— START Extracted material —

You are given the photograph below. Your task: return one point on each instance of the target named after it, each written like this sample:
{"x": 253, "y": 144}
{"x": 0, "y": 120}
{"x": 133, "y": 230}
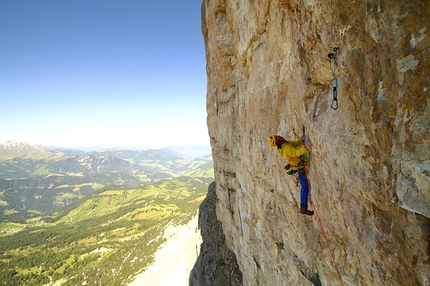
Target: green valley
{"x": 96, "y": 231}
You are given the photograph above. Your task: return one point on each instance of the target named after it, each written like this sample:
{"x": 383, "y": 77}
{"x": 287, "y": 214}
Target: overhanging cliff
{"x": 268, "y": 72}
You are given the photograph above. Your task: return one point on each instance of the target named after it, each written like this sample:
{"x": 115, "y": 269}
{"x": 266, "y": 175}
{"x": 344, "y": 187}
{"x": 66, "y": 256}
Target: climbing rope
{"x": 322, "y": 228}
{"x": 316, "y": 213}
{"x": 334, "y": 82}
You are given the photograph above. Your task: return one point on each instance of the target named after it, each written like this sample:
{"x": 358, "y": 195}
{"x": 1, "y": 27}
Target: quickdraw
{"x": 334, "y": 82}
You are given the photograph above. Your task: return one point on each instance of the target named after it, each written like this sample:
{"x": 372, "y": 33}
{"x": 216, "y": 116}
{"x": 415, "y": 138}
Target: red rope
{"x": 322, "y": 228}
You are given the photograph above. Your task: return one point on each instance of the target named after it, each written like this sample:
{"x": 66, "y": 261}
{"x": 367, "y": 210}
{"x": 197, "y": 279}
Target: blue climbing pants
{"x": 304, "y": 191}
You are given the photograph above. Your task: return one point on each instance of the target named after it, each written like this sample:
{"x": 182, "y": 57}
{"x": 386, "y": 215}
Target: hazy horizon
{"x": 103, "y": 73}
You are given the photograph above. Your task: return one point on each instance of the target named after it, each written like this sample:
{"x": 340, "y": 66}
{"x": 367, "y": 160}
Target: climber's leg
{"x": 304, "y": 192}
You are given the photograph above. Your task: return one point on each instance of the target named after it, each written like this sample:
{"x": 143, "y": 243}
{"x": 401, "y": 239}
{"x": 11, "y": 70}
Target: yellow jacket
{"x": 291, "y": 151}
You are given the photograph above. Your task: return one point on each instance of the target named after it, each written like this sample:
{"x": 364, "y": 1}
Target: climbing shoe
{"x": 306, "y": 212}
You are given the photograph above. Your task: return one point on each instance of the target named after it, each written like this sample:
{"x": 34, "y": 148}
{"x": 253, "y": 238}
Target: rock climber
{"x": 292, "y": 152}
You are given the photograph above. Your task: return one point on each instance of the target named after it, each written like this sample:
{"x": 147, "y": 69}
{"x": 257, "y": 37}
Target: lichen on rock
{"x": 268, "y": 72}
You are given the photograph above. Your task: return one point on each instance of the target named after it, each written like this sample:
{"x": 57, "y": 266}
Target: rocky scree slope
{"x": 369, "y": 169}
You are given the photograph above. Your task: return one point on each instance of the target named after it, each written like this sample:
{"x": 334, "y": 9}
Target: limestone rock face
{"x": 369, "y": 169}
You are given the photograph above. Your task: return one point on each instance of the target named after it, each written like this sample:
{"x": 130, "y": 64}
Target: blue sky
{"x": 102, "y": 73}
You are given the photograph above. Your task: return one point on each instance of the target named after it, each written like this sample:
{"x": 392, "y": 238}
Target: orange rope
{"x": 322, "y": 228}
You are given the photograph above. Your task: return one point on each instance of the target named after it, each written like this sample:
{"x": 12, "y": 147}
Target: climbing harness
{"x": 334, "y": 82}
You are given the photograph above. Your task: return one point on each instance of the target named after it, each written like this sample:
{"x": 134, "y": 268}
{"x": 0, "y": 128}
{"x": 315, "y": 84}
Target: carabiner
{"x": 334, "y": 80}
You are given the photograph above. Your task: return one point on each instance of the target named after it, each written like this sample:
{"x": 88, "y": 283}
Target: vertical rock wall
{"x": 369, "y": 169}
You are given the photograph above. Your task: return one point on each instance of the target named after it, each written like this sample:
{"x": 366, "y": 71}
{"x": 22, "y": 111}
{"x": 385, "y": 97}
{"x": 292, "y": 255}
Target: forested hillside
{"x": 94, "y": 218}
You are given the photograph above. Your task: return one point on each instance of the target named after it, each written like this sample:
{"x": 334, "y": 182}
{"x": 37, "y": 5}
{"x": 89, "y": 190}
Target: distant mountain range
{"x": 37, "y": 180}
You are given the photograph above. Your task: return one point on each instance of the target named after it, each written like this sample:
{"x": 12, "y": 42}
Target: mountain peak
{"x": 18, "y": 148}
{"x": 11, "y": 144}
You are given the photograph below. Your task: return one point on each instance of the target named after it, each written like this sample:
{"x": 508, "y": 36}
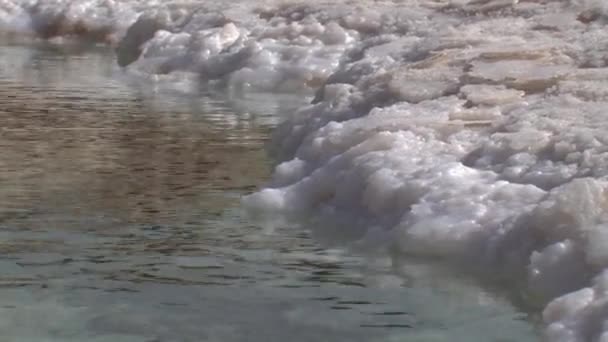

— END Extracted material —

Show every line of the items above that contains the word "mountain", and note that case counts.

Target: distant mountain range
Target: mountain peak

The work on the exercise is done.